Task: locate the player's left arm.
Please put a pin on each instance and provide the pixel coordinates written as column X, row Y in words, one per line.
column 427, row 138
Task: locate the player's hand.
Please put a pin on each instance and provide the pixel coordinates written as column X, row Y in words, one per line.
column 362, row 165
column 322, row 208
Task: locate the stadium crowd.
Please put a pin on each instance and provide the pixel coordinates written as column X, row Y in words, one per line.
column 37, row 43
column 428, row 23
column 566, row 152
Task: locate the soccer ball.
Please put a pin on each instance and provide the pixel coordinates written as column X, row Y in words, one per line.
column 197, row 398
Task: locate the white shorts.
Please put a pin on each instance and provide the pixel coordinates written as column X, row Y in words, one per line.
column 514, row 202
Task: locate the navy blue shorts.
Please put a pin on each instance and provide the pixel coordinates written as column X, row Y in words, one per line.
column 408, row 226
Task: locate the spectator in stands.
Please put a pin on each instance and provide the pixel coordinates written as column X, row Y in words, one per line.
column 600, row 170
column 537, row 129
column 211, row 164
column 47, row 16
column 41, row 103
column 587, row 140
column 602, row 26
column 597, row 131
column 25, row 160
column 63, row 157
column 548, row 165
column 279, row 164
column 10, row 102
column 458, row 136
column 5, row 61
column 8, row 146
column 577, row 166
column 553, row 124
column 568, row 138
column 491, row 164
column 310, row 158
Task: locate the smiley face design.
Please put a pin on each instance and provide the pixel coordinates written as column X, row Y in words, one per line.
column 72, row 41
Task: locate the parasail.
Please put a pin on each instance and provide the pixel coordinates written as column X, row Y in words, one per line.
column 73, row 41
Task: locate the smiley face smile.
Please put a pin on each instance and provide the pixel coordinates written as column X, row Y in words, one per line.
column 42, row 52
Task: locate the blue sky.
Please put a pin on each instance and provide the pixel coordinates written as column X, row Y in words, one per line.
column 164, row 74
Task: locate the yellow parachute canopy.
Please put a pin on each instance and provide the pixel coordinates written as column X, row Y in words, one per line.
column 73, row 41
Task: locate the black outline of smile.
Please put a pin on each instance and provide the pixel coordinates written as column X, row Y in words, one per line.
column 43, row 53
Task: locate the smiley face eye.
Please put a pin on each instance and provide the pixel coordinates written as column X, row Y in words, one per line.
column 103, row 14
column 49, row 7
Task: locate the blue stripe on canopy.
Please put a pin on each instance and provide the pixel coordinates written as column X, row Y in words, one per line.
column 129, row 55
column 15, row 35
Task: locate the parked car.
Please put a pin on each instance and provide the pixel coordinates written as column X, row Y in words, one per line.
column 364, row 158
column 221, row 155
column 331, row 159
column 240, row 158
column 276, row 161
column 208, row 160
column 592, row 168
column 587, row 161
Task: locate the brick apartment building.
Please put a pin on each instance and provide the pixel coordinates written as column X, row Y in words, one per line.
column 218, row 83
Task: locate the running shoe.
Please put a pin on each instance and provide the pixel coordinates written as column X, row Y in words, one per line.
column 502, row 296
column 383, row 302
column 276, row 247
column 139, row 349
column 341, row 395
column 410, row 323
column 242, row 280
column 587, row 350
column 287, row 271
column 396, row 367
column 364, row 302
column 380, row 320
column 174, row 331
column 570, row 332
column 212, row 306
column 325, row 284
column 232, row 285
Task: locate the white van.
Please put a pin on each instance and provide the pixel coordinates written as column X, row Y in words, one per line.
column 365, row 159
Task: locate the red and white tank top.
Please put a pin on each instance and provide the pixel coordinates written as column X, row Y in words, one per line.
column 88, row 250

○ ○ ○ ○ ○ ○ ○

## What is needed:
Rewrite every one of the records above with "pixel coordinates" swapped for "image coordinates", keeping everything else unchanged.

## Response to the exercise:
Task: locate the player's left arm.
Please put a pin on each instance and provide the image coordinates written as column X, row Y in words, one per line.
column 427, row 138
Task: locate the player's hand.
Please put a pin on each instance and provide the image coordinates written as column X, row Y in words, one per line.
column 362, row 165
column 322, row 208
Task: locate the stadium crowd.
Please put a pin on each instance and provide the image coordinates written as column X, row Y in words, one per line.
column 37, row 43
column 428, row 23
column 566, row 152
Task: locate the soccer ball.
Please put a pin on each instance and provide the image coordinates written as column X, row Y in words, one per line.
column 197, row 398
Task: locate the white shorts.
Please put a pin on each instance and provide the image coordinates written as column X, row Y in words, one per line.
column 514, row 202
Task: locate the navy blue shorts.
Please put a pin on each instance and provide the image coordinates written as column X, row Y in words, one per line.
column 408, row 226
Task: locate the spectator in stands.
Please put a pin on each instance and provide the image coordinates written as column X, row Y in words, one per line.
column 600, row 170
column 537, row 129
column 211, row 164
column 47, row 16
column 41, row 103
column 587, row 140
column 602, row 26
column 597, row 131
column 25, row 160
column 63, row 157
column 548, row 165
column 279, row 164
column 10, row 102
column 458, row 136
column 5, row 61
column 8, row 146
column 577, row 166
column 553, row 124
column 568, row 138
column 491, row 164
column 310, row 158
Task: locate the smiley face design.
Please put a pin on each instance and provide the image coordinates written as column X, row Y in words, one per line.
column 72, row 41
Task: locate the parasail.
Please put a pin on each instance and provide the image coordinates written as column X, row Y in words, one per line.
column 73, row 41
Task: locate the smiley face smile.
Please put a pin on each instance and provide the image coordinates written as column X, row Y in words, one per line.
column 42, row 52
Task: locate the blue sky.
Please put a pin on each instance and provide the image coordinates written as column X, row Y in words, one per line.
column 164, row 74
Task: locate the yellow parachute canopy.
Please put a pin on each instance and provide the image coordinates written as column X, row Y in words, one per line.
column 73, row 41
Task: locate the black outline of smile.
Please put a pin on each instance and provide the image coordinates written as column X, row Y in words, one per line.
column 43, row 53
Task: locate the smiley face eye.
Please put a pin on each instance and provide the image coordinates written as column X, row Y in words, one per line.
column 103, row 14
column 49, row 7
Task: locate the blue stripe on canopy.
Please put a pin on each instance and provide the image coordinates written as column X, row Y in words, one per line.
column 129, row 55
column 15, row 35
Task: locate the parked car.
Please put a pin on each instance and provide the image coordinates written as column X, row Y in words, one per line.
column 364, row 158
column 221, row 155
column 331, row 159
column 240, row 158
column 276, row 161
column 208, row 160
column 592, row 168
column 587, row 161
Task: locate the brick apartment building.
Please put a pin on each instance and provide the image coordinates written as column X, row Y in words, one per line.
column 218, row 83
Task: locate the running shoe.
Please put a pin on each instance and provide the image coordinates written as column X, row Y in words, one per line.
column 502, row 296
column 383, row 302
column 276, row 247
column 139, row 349
column 341, row 395
column 410, row 323
column 242, row 280
column 587, row 350
column 287, row 271
column 396, row 367
column 364, row 302
column 380, row 320
column 174, row 331
column 570, row 332
column 212, row 306
column 325, row 284
column 232, row 285
Task: locate the white van.
Please put a pin on each instance and provide the image coordinates written as column X, row Y in words, one per line.
column 365, row 159
Task: locate the red and white tank top.
Please put a pin on each instance and provide the image coordinates written as column X, row Y in words, one per line.
column 88, row 250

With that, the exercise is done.